• DATA FOR THIS EXERCISE:
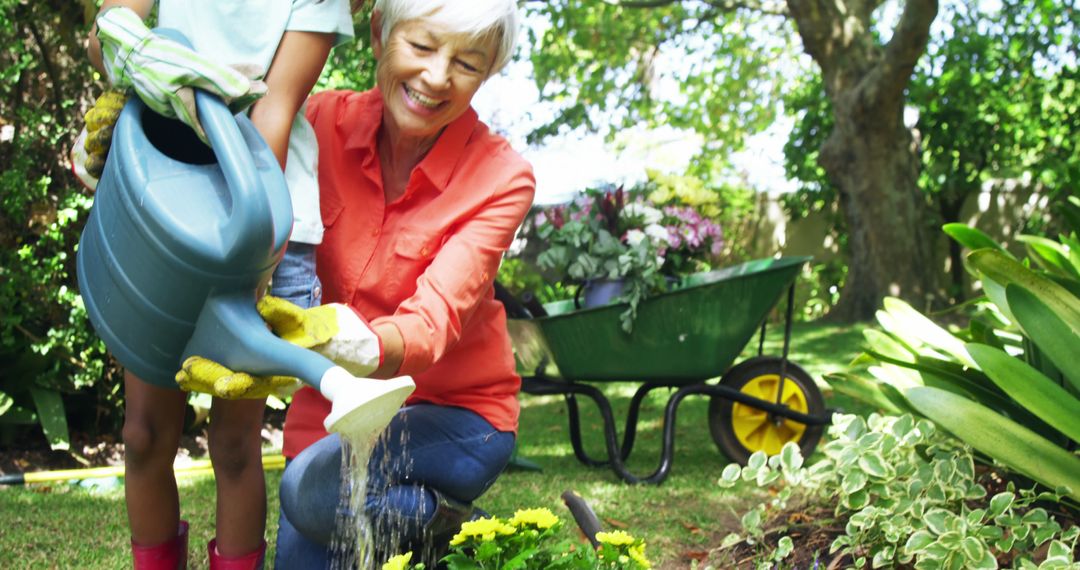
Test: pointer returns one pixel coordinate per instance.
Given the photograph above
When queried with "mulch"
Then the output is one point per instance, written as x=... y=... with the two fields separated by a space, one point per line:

...

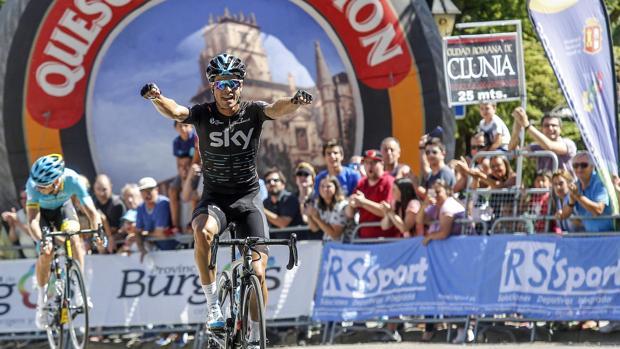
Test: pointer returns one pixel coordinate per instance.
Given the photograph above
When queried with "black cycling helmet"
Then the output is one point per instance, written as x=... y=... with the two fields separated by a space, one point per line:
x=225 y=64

* * *

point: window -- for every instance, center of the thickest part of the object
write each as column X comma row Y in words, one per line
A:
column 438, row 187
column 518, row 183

• EXERCISE DIRECTIONS:
Copy out the data word for word, from the line containing "point: window -- for" through the line containing "column 518, row 183", including both of those lines.

• ANSWER TO THIS PROBLEM:
point: window -- for every instance, center of the thickest part of the object
write each as column X comma row Y in words, one per line
A:
column 438, row 187
column 518, row 183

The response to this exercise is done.